Entries from a point annotation set

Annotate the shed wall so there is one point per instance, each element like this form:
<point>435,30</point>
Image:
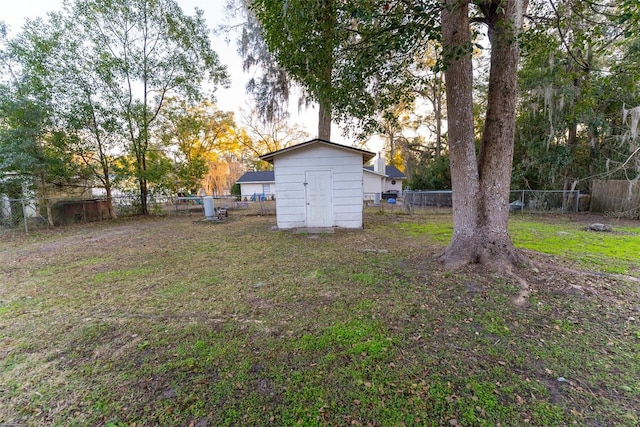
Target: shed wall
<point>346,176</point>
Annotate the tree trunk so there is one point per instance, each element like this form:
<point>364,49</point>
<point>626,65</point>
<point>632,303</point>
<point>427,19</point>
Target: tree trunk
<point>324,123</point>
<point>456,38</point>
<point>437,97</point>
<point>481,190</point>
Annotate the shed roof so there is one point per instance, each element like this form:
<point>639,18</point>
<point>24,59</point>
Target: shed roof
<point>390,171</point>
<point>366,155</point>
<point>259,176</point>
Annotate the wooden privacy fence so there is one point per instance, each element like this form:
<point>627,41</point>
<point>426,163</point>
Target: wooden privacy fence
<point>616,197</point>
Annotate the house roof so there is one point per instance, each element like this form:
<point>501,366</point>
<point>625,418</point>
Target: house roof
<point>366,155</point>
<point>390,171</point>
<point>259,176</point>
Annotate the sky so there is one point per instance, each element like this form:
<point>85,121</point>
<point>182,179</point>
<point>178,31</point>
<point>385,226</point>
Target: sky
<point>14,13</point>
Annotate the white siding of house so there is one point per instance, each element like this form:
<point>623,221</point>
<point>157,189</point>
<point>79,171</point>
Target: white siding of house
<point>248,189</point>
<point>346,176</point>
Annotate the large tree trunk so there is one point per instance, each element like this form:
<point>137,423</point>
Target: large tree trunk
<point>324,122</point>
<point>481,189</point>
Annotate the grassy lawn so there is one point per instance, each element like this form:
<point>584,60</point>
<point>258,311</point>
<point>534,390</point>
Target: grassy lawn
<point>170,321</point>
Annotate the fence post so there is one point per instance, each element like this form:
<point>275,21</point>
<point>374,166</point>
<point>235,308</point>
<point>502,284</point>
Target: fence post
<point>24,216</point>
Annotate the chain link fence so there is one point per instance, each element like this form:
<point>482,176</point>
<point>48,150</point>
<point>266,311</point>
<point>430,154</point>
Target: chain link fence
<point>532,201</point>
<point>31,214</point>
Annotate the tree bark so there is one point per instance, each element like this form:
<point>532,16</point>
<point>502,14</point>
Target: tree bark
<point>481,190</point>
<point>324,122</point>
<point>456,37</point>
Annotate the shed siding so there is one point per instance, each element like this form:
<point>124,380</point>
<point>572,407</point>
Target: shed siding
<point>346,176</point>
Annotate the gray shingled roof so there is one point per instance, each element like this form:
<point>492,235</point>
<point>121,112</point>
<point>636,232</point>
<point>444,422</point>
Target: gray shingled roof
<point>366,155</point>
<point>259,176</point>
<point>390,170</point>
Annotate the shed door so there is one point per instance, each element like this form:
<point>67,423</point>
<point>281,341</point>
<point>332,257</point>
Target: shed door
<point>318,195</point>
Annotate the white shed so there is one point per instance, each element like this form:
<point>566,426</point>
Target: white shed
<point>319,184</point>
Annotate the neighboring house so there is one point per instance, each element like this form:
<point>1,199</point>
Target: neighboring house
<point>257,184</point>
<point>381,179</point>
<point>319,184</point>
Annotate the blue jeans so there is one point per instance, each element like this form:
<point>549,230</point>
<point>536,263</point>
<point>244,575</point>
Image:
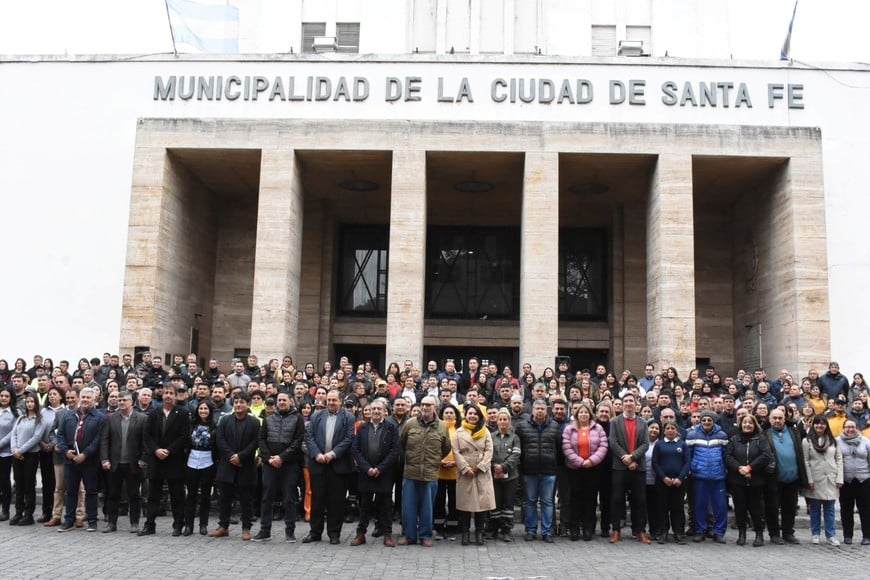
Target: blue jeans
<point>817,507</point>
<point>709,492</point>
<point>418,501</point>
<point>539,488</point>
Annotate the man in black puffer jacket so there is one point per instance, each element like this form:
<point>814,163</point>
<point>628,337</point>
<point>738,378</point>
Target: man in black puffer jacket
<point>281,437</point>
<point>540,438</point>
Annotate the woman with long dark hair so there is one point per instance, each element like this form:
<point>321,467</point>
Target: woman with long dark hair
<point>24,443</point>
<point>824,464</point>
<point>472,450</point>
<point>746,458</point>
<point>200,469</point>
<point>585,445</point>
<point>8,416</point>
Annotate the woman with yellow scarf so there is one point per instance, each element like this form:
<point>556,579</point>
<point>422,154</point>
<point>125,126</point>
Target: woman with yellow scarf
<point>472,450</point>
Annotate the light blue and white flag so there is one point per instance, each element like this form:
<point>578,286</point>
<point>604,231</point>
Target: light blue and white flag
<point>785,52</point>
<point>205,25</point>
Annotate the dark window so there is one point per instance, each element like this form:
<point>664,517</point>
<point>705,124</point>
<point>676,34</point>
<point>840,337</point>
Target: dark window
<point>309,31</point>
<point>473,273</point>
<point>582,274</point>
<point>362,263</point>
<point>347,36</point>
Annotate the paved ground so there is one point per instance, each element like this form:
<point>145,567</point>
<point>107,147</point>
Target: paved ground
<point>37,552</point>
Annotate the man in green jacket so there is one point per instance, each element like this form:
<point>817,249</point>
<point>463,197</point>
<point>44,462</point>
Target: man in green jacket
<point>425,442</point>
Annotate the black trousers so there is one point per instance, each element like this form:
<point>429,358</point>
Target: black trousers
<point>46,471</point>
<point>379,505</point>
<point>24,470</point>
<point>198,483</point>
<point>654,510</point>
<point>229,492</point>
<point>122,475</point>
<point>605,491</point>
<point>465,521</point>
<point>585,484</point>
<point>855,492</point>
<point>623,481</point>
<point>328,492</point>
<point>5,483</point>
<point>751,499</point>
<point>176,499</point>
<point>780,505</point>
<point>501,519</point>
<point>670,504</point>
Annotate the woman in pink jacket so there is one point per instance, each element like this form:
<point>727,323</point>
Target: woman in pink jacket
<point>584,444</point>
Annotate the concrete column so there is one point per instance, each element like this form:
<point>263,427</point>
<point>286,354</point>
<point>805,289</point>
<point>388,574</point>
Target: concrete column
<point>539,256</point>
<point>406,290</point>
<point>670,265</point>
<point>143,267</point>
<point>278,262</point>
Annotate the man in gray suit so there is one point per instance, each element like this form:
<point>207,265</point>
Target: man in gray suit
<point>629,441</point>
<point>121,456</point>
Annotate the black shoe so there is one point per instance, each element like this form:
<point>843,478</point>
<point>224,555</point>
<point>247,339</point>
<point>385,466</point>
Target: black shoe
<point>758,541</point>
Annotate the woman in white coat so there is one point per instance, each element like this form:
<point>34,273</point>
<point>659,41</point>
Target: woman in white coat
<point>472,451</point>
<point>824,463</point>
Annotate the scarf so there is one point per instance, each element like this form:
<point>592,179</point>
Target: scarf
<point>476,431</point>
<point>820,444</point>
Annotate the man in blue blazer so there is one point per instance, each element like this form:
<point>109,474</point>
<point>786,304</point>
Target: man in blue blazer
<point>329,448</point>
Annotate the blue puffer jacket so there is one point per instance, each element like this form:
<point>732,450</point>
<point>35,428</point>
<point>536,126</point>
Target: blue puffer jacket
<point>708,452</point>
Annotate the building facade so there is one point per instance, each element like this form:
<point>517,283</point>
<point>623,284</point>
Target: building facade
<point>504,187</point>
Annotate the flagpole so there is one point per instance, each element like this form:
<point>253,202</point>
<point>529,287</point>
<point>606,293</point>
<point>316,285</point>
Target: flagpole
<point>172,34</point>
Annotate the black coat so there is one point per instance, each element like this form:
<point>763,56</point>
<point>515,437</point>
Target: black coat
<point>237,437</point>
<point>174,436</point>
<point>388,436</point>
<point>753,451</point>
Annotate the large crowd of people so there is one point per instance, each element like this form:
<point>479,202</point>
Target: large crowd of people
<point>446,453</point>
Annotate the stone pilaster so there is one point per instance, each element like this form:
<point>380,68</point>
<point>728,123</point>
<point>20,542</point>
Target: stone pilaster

**Instructions for the task:**
Turn the lines from the one containing "Annotate the man in black" through the one containing "<point>8,416</point>" into a Markdown table with two columns, Row and Line. Give each line a row number and leave out any blank lines.

**Correct answer:**
| Row | Line |
|---|---|
| 1 | Annotate the man in black puffer jacket so there is one point per instance, each element like this form: |
| 2 | <point>814,163</point> |
| 3 | <point>628,337</point> |
| 4 | <point>738,378</point> |
| 5 | Target: man in black puffer jacket |
| 6 | <point>281,437</point> |
| 7 | <point>540,438</point> |
| 8 | Annotate the woman with long dark hair so there is one point per instance, each element like this form: |
| 9 | <point>321,467</point> |
| 10 | Target: woman with long dark hair |
| 11 | <point>24,443</point> |
| 12 | <point>824,464</point> |
| 13 | <point>472,450</point> |
| 14 | <point>746,458</point> |
| 15 | <point>200,469</point> |
| 16 | <point>585,445</point> |
| 17 | <point>8,416</point> |